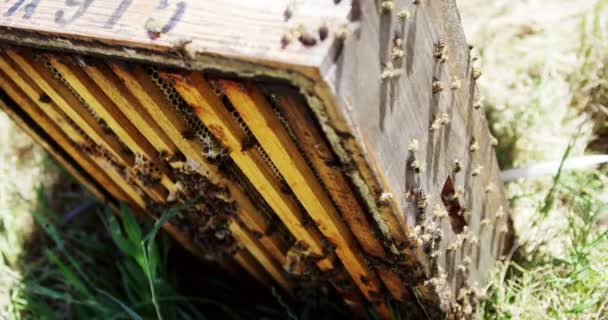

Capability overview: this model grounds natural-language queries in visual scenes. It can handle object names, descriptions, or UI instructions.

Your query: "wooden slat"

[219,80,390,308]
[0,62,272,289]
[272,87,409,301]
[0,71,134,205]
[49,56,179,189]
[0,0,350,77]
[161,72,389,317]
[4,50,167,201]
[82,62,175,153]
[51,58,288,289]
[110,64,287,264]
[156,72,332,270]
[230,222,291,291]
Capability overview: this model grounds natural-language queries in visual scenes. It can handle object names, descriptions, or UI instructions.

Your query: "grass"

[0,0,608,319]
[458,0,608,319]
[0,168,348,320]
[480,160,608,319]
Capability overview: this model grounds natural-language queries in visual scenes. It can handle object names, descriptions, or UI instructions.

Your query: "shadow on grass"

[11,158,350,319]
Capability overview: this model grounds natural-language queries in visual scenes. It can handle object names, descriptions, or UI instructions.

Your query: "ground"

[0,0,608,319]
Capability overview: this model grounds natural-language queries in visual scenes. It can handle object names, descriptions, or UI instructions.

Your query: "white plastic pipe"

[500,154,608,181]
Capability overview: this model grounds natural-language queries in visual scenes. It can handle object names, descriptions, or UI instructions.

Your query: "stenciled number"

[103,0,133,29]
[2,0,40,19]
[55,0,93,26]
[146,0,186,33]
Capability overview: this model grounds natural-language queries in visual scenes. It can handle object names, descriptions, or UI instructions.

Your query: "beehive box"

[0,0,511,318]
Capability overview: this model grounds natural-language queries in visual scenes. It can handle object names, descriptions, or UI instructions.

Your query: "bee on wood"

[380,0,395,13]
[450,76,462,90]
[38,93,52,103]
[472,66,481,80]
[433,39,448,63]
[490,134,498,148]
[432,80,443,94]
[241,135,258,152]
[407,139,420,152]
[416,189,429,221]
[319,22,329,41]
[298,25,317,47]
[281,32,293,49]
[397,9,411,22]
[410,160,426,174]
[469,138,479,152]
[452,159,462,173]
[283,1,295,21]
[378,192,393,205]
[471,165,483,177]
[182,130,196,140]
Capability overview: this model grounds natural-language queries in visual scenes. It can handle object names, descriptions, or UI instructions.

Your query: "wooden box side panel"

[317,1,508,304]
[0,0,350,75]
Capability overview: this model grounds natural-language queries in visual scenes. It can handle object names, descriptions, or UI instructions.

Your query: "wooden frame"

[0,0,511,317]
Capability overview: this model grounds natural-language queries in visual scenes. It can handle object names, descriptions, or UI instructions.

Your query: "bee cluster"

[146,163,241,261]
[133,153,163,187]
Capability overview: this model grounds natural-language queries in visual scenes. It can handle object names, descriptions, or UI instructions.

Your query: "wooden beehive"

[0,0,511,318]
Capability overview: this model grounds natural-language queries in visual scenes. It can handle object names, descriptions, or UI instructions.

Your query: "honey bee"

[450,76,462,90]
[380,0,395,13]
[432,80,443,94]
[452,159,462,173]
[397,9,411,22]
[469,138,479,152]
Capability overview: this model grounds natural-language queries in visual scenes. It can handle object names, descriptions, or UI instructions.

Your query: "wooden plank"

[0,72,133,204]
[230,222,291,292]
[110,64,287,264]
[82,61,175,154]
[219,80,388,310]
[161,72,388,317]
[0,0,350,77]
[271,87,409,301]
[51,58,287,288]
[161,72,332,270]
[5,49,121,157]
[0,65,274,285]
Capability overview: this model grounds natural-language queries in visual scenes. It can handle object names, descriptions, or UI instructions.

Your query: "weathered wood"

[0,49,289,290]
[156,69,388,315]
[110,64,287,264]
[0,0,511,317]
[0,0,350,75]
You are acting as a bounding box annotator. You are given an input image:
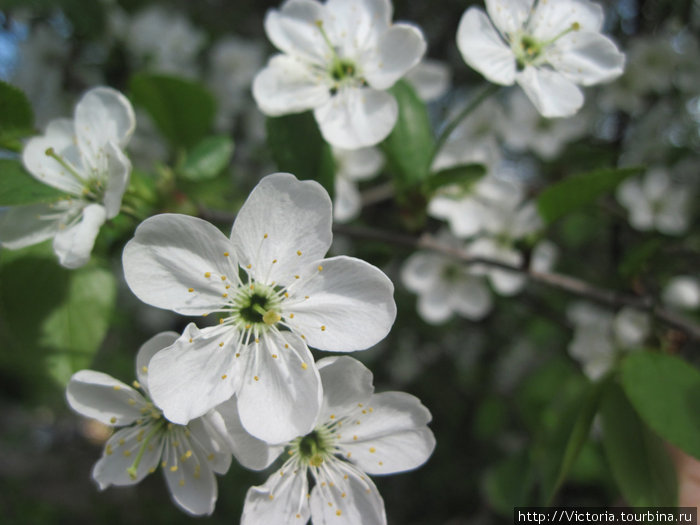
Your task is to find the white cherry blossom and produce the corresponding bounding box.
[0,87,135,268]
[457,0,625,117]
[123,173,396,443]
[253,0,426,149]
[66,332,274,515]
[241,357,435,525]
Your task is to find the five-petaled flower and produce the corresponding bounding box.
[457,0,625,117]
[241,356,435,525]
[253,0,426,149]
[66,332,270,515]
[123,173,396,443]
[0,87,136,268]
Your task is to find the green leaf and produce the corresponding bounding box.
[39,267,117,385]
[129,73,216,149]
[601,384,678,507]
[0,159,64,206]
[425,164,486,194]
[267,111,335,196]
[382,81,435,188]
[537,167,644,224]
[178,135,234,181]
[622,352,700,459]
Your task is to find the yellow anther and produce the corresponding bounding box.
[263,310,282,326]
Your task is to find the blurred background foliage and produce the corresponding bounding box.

=-=-=-=-=

PROBLEM TO SOLVE: Pull out every line in the material above that contains the word "grass". Case counts.

TASK SOLUTION:
Your query: "grass"
Your query: "shadow on grass"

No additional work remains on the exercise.